Work instructions:
Copy the fellowship text from "The International Research" up to and including "experimental conditions abroad.", renaming every occurrence of "abroad" to "overseas".

Given text:
-.-.-

The International Research Fellowship Program enables U.S. scientists and engineers to conduct three to twenty-four months of research abroad. The program's awards provide opportunities for joint research, and the use of unique or complementary facilities, expertise and experimental conditions abroad.
This award will support an eighteen-month research fellowship by Dr. Ryan O'Hayre to work with Dr. Joop Schooman at Technical University in Delft, Netherlands for twelve months, and with Dr. Fritz Prinz at Stanford University in California, for six months.
In recent years, tremendous strides have been made developing promising new classes of solar cells using carefully structured nano-materials. At the Technical University of Delft, in the Netherlands, Ryan O'Hayre is working to improve the efficiency of these devices, exploring new designs that could allow for a robust, cost effective means of converting light into electricity.

-.-.-

[Entries drawn from a collection]
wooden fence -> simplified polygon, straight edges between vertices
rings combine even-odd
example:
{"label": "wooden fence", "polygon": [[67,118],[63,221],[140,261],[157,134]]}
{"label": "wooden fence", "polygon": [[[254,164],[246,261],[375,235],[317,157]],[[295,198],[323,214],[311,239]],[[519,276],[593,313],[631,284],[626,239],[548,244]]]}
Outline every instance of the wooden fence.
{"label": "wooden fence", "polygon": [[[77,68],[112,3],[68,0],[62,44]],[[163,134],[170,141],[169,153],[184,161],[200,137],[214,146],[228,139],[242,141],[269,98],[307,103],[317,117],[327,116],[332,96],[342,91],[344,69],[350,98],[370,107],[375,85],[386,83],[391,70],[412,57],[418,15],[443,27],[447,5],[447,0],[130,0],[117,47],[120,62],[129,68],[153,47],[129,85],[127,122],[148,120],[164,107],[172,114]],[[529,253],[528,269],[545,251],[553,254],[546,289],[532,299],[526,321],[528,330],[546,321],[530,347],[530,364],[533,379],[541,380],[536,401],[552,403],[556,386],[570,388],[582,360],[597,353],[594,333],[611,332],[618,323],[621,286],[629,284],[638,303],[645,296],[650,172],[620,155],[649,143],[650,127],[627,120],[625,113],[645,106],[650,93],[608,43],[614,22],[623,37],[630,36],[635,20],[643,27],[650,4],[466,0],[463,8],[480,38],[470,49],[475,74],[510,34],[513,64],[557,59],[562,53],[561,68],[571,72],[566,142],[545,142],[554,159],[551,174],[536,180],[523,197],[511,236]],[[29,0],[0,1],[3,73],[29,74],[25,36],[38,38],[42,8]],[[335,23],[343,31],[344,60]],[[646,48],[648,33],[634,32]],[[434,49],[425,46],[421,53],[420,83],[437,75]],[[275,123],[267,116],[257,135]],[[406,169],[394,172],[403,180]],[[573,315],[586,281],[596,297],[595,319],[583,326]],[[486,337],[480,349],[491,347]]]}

-.-.-

Solved exercise:
The International Research Fellowship Program enables U.S. scientists and engineers to conduct three to twenty-four months of research overseas. The program's awards provide opportunities for joint research, and the use of unique or complementary facilities, expertise and experimental conditions overseas.